When an electrical current flows through a conducting object, such as a wire, a magnetic field is created. This magnetic field is created around the wire, and its strength depends on the amount of current. The opposite of this phenomenon is electromagnetic induction, in which a current is induced in a wire or other conducting material by a changing magnetic field.
One of the most important things to remember about electromagnetic induction is that it can only be caused by a changing magnetic field. If a person moves a magnet toward a wire, then a current is created in a certain direction. Moving the magnet away from the wire induces a current in the opposite direction. If the magnet is stationary next to the wire, however, no current is induced.
Electromagnetic induction is possible because of the electrons in the wire or other conducting material. As the magnet is moved, the associated magnetic field moves with it. The free electrons in the wire, which are negatively charged, feel a force from the magnet that causes them to flow. In mathematical terms, the size of the force on the electrons is proportional to the rate of change of the magnetic field. This is why stationary magnets don’t induce a current — because, in this situation, the rate of change is zero.

# [Source data]
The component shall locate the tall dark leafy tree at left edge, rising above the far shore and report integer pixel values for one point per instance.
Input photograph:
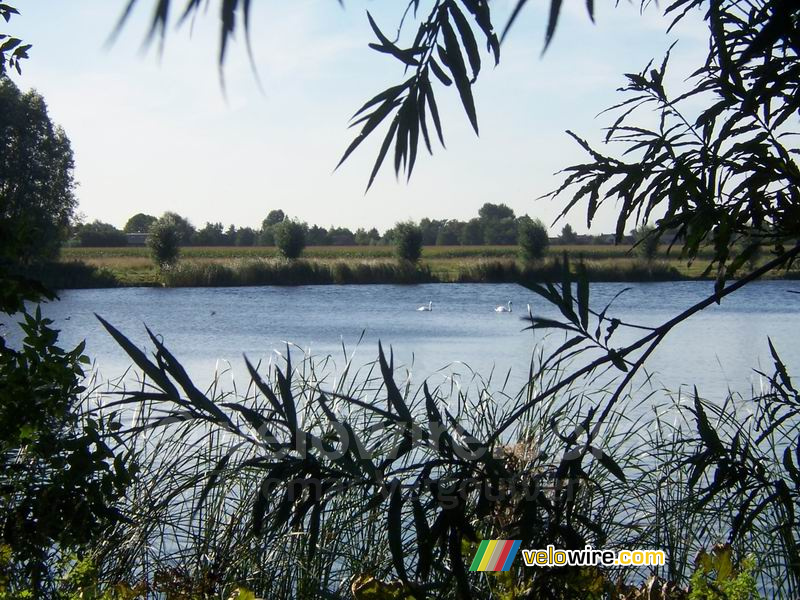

# [Exercise goal]
Extend the passage on electromagnetic induction, beginning right after its final sentence.

# [Task result]
If a magnet is moved in one direction toward a wire, then the current will flow in one direction. This is known as direct current (DC). Alternating current (AC), however, is often more useful and is the type of current used in modern electricity networks. To induce an alternating current, a magnet can be moved toward and away from the conductor in a cyclical motion.
There are a number of practical applications for electromagnetic induction. Pickups in guitars, for example, sometimes use electromagnetic induction to detect vibrations and turn them into an electric current. Other applications include induction motors, electric generators and induction cookers.